## AIM
Repeat the listing in full, preserving every character.

Records excerpted from a collection:
============

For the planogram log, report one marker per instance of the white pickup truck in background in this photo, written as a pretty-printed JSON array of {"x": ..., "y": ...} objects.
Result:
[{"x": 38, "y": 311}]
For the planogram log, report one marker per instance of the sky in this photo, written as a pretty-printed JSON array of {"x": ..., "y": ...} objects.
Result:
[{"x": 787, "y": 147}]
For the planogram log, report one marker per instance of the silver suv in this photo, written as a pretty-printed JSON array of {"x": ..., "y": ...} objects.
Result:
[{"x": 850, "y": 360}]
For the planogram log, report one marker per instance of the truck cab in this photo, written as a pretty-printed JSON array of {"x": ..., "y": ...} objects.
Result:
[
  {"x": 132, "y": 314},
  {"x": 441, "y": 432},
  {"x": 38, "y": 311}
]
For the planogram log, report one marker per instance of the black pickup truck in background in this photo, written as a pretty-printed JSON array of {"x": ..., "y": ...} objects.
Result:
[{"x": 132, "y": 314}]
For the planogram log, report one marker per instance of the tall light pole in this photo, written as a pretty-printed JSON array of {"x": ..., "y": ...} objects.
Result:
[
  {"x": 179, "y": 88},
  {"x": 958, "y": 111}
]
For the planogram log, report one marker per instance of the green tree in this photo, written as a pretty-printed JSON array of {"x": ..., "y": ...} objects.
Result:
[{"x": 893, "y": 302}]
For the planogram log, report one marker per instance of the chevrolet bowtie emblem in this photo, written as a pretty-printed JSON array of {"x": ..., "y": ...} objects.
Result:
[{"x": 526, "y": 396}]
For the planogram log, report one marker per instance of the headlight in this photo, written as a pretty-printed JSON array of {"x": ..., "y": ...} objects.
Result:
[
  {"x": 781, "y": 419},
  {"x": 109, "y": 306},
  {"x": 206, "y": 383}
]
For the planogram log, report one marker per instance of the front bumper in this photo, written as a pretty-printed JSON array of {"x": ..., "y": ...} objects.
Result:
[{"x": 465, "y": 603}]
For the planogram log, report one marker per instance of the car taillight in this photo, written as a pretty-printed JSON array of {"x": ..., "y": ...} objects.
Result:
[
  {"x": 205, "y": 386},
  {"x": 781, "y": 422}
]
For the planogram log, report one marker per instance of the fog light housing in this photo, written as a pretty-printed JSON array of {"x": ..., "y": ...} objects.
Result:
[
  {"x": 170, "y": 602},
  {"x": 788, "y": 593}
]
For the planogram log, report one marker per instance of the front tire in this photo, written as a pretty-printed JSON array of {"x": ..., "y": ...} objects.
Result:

============

## THE OUTPUT
For the planogram log, report one marker per instance of the white pickup truck in background in this photo, written as a pretty-printed JSON array of {"x": ..., "y": ...} objects.
Result:
[{"x": 38, "y": 311}]
For the planogram log, report one marker per instance of the sky in this photo, written as a pretty-printed JSON array of {"x": ..., "y": ...} objects.
Result:
[{"x": 787, "y": 147}]
For the planogram log, report one marker per instance of the silver suv in this photo, written as a pretty-printed JSON array of {"x": ..., "y": ...} objects.
Result:
[{"x": 850, "y": 360}]
For the planogram log, report one marker per instance of the truck cab in this photo, written as a pretty-printed JSON array of {"x": ..., "y": ...} objects.
Result:
[
  {"x": 132, "y": 314},
  {"x": 441, "y": 432},
  {"x": 38, "y": 311}
]
For the planogram log, report one marker per instance of the black pickup truck in background in this photo, written as a pretty-printed JSON array of {"x": ..., "y": ...} objects.
Result:
[{"x": 132, "y": 314}]
For the planogram log, report one marker per instance of the tall light pole in this photo, written as a pretty-printed JSON array of {"x": ..., "y": ...} objects.
Result:
[
  {"x": 179, "y": 88},
  {"x": 958, "y": 111}
]
For the planogram log, report one marker per instance of the green tree in this photo, written as a pretty-printed JSON array of {"x": ..., "y": ...} objects.
Result:
[{"x": 893, "y": 302}]
For the planogram log, report one marker per instance of the chevrolet bowtie emblem in this photo, written as a pretty-printed JSON array of {"x": ..., "y": ...} objects.
Result:
[{"x": 526, "y": 396}]
For the planogram log, report one marker per instance of the headlight in this photo, written as a pretty-printed JSON array of {"x": ..., "y": ...} objects.
Result:
[
  {"x": 781, "y": 419},
  {"x": 109, "y": 306},
  {"x": 206, "y": 383}
]
For the planogram log, report one marker per instance of the front bumper in this photo, written as a pretty-printed JSON array of {"x": ..., "y": ...} objects.
Result:
[{"x": 465, "y": 603}]
For the planogram log, report one marker per instance of the car taillight in this photo, written as a pretty-printed JSON array of {"x": ..., "y": ...} objects.
Result:
[
  {"x": 205, "y": 386},
  {"x": 781, "y": 422}
]
For the planogram log, report one marker per instance of the fog light housing in this photo, written as a pretty-printed JSON array of {"x": ..., "y": ...} objects.
Result:
[
  {"x": 170, "y": 602},
  {"x": 788, "y": 593}
]
For the planogram log, report one marker per instance of the front tire in this photo, written as a pretty-printed JSON array of {"x": ..., "y": ...} objects.
Result:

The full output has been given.